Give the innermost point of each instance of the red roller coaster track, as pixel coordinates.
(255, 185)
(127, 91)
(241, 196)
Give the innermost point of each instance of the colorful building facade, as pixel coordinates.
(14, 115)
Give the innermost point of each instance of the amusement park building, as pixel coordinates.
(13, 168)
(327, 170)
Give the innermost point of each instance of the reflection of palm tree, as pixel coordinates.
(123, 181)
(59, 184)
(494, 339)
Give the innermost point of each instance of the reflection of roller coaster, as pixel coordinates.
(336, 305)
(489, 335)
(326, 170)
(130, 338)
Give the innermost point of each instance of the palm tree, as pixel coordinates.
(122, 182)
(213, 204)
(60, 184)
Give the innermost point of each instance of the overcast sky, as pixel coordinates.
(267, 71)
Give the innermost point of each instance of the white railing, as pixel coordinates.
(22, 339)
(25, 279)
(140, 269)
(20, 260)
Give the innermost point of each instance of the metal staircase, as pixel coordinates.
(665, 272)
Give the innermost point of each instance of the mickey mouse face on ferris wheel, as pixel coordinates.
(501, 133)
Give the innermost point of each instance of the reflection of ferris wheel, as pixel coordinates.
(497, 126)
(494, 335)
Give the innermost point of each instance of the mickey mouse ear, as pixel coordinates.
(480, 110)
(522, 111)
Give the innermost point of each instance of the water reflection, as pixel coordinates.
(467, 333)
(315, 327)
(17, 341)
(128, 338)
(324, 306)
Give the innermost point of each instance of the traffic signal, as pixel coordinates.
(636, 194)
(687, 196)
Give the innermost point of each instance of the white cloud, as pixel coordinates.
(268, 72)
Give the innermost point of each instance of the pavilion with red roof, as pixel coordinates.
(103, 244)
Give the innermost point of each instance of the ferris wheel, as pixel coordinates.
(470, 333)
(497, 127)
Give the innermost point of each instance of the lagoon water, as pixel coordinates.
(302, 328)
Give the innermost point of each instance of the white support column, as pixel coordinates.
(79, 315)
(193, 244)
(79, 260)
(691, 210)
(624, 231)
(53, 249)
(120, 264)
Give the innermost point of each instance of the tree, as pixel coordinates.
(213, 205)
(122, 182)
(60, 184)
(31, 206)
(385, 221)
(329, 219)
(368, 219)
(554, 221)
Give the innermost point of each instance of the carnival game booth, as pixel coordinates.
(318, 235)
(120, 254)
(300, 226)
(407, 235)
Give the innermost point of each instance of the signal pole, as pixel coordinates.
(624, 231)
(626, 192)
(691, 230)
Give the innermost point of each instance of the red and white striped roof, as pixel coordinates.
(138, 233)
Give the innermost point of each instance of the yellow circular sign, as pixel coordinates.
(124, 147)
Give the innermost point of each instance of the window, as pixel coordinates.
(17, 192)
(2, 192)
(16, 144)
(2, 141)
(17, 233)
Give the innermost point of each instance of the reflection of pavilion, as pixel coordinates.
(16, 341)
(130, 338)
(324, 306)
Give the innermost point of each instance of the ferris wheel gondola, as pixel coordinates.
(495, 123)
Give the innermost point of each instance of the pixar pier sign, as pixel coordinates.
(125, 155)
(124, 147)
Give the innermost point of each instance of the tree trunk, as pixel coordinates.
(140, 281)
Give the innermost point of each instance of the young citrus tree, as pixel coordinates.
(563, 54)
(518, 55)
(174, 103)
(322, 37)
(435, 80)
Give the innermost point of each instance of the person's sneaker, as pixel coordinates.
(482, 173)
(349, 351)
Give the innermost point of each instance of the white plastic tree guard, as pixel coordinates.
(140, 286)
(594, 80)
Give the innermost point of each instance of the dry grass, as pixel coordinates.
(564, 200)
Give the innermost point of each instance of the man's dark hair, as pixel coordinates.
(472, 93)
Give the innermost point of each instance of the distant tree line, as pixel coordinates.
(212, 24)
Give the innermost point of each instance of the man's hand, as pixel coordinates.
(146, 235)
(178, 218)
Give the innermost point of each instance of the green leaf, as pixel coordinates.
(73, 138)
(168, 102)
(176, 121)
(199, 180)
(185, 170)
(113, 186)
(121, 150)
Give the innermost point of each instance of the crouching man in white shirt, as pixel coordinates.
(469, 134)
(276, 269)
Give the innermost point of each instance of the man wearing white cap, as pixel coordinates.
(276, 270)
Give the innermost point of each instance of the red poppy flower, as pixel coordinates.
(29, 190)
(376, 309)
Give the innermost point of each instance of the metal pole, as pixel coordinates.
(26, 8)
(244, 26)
§ §
» **Instructions to follow**
Retype all the data, changing nothing.

» **Answer section**
Give the innermost point of each instance of the red roller coaster track, as pixel coordinates.
(255, 185)
(127, 91)
(241, 196)
Give the innermost point of each instance of the colorful building facade, as pixel coordinates.
(14, 115)
Give the innermost point of each instance of the amusement park building, as pixel coordinates.
(13, 168)
(327, 170)
Give the innermost point of each instance of the reflection of palm tree, as pixel coordinates.
(123, 181)
(59, 184)
(494, 339)
Give the innermost point of each instance of the reflection of roller coaster, as pixel coordinates.
(336, 305)
(489, 335)
(326, 170)
(130, 338)
Give the innermost point of each instance of the palm tree, as pixel coordinates.
(122, 182)
(213, 204)
(60, 184)
Give the innermost point of each instance of the overcast sky, as pixel coordinates.
(267, 71)
Give the innermost point of each instance of the white railing, as pixel coordinates.
(22, 339)
(25, 279)
(140, 269)
(20, 260)
Give the innermost point of each instance of the metal staircase, as pixel coordinates.
(665, 272)
Give the innermost point of each instance of the mickey mouse face on ferris wheel, as pixel coordinates.
(501, 133)
Give the innermost point of each instance of the reflection of ferris wheel, as pixel coordinates.
(497, 126)
(494, 335)
Give the innermost point of each instance of the mickey mouse ear, as pixel coordinates.
(480, 110)
(522, 111)
Give the innermost point of each instance of the water reflection, as pixel coordinates.
(467, 333)
(315, 327)
(17, 341)
(128, 338)
(324, 306)
Give the innermost point of each instance of the traffic signal, as pixel coordinates.
(636, 194)
(687, 196)
Give the innermost point of each instance of the white cloud, as pixel coordinates.
(268, 72)
Give the innermost point of each instance of the pavilion with red roof, as pixel coordinates.
(103, 244)
Give the innermost point of each instance of the ferris wheel, as pixel coordinates.
(470, 333)
(497, 127)
Give the innermost point of each instance of the lagoon water, as pixel coordinates.
(302, 328)
Give the innermost point of each instance of the white support column, as pixel coordinates.
(79, 315)
(193, 244)
(79, 260)
(691, 210)
(624, 231)
(53, 249)
(120, 264)
Give the innermost point of each instance of the tree, as pixel coordinates.
(213, 205)
(122, 182)
(60, 184)
(31, 206)
(385, 221)
(329, 219)
(368, 219)
(554, 221)
Give the innermost point of each instance of the carnival game booth, as pixel coordinates.
(318, 235)
(120, 254)
(300, 226)
(407, 235)
Give the innermost point of each instance of the signal pole, as pixel coordinates.
(624, 231)
(626, 192)
(691, 230)
Give the innermost point of each instance of the red and white striped roof, as pixel coordinates.
(138, 233)
Give the innermost point of each instance of the yellow circular sign, as pixel coordinates.
(124, 147)
Give the innermost point of each instance of the window, as pixel coordinates.
(17, 192)
(2, 192)
(16, 144)
(2, 141)
(17, 233)
Give the innermost point of each instance of the reflection of pavilion, as pixel coordinates.
(16, 341)
(130, 338)
(324, 306)
Give the innermost point of each instance of the ferris wheel gondola, as pixel coordinates.
(495, 123)
Give the innermost point of each instance of the pixar pier sign, as pixel coordinates.
(125, 155)
(124, 147)
Give the innermost point of each instance of the tree trunk, as pixel coordinates.
(140, 281)
Give the innermost point of each instance of the young citrus tree, as pixel coordinates.
(563, 54)
(518, 55)
(174, 103)
(322, 37)
(435, 80)
Give the innermost point of each instance of the person's sneaker, as pixel coordinates.
(482, 173)
(349, 351)
Give the innermost point of each instance of the white plastic tree guard, as pixel coordinates.
(140, 286)
(594, 80)
Give the innermost point of each instance of the dry grass, as pixel coordinates.
(564, 200)
Give the innermost point of each instance of the man's dark hair, as pixel coordinates.
(472, 93)
Give the innermost point of each instance of the distant tree line, as pixel coordinates.
(212, 24)
Give the innermost point of each instance of the man's hand, as pixel coordinates.
(146, 235)
(178, 218)
Give the innermost point of each instance of the green leaf, as pixel coordinates.
(73, 138)
(168, 102)
(176, 121)
(199, 180)
(185, 170)
(113, 186)
(121, 150)
Give the innermost point of each instance of the crouching man in white shirt, as pixel coordinates.
(469, 134)
(276, 269)
Give the innermost point of each instance of the man wearing white cap, as pixel coordinates.
(276, 270)
Give the innermost point of each instance of the red poppy flower, as pixel coordinates.
(29, 190)
(376, 309)
Give the innermost point of each instance of the metal pole, as pixel coordinates.
(26, 8)
(244, 26)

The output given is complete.